### Task
Copies of all lines that contain "snow" are needed; take them from the data below.

### Material for this exercise
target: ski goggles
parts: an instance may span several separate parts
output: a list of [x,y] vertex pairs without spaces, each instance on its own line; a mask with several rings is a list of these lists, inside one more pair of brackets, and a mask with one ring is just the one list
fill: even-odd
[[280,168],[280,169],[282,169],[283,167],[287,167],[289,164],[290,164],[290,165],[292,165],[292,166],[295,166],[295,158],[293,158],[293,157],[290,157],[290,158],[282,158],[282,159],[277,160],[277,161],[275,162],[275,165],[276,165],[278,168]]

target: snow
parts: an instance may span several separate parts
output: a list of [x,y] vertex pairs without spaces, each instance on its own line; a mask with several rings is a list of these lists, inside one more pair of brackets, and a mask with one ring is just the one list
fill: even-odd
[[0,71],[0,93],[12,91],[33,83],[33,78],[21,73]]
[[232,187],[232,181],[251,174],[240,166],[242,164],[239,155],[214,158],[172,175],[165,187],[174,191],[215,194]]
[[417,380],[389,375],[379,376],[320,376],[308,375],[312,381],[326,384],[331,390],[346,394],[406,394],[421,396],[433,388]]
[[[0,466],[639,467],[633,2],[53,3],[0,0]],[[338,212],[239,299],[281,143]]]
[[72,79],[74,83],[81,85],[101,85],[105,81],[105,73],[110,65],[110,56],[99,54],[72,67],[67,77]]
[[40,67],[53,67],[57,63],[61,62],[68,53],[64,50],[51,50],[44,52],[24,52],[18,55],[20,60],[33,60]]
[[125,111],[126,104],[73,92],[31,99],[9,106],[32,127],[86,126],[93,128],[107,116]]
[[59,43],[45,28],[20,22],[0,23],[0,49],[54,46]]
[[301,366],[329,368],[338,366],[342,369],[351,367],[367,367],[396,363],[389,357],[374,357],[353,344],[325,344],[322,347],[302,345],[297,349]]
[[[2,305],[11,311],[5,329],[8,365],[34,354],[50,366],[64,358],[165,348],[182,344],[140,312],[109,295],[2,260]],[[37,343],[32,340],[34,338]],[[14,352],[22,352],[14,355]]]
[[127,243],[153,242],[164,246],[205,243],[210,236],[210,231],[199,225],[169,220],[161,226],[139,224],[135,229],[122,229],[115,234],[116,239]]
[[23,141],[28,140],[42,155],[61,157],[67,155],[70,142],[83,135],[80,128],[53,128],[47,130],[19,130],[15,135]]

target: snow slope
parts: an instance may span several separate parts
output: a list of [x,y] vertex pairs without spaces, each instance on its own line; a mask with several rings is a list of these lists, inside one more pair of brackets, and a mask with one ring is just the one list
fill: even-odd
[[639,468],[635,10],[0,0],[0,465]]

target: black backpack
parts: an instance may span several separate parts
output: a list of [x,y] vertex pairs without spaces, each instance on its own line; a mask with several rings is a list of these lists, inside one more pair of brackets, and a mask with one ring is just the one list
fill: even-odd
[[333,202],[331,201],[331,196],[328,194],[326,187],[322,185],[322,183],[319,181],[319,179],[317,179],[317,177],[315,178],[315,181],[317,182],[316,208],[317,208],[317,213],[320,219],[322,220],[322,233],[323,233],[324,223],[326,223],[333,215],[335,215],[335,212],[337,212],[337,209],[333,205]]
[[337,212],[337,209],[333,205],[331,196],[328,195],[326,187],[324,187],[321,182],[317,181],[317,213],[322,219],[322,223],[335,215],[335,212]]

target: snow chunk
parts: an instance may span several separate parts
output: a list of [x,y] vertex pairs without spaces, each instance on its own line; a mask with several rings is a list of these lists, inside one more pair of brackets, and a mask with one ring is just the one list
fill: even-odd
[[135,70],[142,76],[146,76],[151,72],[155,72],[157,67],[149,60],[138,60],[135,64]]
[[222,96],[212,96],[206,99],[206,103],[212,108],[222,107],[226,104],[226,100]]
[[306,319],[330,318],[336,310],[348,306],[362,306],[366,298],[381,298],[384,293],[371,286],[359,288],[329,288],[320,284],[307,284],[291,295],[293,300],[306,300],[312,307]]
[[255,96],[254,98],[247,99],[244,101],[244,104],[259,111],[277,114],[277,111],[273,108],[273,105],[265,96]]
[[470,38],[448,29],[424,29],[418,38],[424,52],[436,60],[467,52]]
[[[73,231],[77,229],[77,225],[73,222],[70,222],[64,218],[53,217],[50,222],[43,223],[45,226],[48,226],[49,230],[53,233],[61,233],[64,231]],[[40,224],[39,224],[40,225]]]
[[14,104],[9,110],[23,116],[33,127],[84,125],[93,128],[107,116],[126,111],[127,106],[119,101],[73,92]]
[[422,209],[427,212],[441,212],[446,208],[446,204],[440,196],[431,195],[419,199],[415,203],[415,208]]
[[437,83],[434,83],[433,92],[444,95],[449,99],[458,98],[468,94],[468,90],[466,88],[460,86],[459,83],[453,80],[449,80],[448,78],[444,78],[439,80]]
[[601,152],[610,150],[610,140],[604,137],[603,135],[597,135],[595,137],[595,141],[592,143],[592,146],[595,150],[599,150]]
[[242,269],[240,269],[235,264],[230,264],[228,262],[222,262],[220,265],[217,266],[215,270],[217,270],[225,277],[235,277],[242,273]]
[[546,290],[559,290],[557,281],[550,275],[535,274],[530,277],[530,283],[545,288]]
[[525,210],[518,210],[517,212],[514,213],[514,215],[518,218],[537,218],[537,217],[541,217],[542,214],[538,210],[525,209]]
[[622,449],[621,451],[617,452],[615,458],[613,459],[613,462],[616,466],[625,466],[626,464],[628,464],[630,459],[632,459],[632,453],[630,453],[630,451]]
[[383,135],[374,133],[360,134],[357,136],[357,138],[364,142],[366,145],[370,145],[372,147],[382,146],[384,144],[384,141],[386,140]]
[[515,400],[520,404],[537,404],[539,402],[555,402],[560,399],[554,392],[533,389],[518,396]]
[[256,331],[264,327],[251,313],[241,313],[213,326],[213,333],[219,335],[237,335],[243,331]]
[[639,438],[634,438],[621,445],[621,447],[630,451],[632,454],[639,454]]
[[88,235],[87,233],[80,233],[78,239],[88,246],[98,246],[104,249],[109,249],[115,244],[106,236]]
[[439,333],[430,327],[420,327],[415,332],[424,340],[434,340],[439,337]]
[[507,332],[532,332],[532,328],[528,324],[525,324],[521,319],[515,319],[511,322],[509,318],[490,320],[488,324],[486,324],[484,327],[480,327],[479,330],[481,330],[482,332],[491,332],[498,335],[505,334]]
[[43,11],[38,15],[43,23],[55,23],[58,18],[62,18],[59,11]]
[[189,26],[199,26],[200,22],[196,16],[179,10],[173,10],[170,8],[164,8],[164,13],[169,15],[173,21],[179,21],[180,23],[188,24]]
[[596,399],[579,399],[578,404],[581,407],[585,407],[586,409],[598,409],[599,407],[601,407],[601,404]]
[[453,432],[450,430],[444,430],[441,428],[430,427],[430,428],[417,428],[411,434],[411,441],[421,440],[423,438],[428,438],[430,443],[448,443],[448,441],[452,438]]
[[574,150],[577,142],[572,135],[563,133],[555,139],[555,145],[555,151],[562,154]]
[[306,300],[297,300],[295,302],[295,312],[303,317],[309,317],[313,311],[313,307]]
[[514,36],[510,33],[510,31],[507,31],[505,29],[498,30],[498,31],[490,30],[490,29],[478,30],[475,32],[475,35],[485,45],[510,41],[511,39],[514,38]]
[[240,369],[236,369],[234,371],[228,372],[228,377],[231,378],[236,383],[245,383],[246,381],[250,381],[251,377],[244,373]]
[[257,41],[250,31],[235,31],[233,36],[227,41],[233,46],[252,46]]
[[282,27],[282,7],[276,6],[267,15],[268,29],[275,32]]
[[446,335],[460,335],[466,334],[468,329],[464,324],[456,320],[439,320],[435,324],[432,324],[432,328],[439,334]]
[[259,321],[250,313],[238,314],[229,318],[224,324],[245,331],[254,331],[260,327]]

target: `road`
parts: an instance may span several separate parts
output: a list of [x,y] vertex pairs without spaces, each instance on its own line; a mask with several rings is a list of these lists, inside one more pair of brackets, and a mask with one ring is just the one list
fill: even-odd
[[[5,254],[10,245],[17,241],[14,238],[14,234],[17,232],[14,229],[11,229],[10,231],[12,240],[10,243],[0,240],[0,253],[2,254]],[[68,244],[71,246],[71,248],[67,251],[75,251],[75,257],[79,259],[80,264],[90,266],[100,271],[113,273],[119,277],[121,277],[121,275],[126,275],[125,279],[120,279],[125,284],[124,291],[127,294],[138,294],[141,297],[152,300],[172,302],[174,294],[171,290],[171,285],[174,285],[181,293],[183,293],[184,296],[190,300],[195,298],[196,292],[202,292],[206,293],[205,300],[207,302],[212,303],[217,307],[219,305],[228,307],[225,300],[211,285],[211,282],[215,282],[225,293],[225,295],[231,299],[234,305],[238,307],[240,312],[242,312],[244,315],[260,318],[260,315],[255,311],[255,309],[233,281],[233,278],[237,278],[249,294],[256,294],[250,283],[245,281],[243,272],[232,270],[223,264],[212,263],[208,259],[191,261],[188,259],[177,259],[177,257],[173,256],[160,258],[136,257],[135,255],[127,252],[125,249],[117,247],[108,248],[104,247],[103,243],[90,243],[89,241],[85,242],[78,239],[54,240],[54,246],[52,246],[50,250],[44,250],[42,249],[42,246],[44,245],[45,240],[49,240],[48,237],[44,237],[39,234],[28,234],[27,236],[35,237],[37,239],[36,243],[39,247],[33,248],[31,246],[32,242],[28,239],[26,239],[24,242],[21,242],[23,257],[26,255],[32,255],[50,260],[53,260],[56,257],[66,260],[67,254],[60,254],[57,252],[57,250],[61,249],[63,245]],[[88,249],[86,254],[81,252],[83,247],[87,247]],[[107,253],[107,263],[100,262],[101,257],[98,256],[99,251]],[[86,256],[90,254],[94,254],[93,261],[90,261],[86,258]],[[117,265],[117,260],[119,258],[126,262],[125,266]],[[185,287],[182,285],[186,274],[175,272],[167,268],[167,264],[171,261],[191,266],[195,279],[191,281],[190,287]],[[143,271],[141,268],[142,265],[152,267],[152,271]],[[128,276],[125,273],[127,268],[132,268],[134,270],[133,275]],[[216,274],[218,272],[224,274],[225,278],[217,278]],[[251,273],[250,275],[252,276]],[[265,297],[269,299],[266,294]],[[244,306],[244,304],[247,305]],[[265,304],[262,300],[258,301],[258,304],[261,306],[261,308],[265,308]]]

### Solution to this problem
target: snow
target: snow slope
target: snow chunk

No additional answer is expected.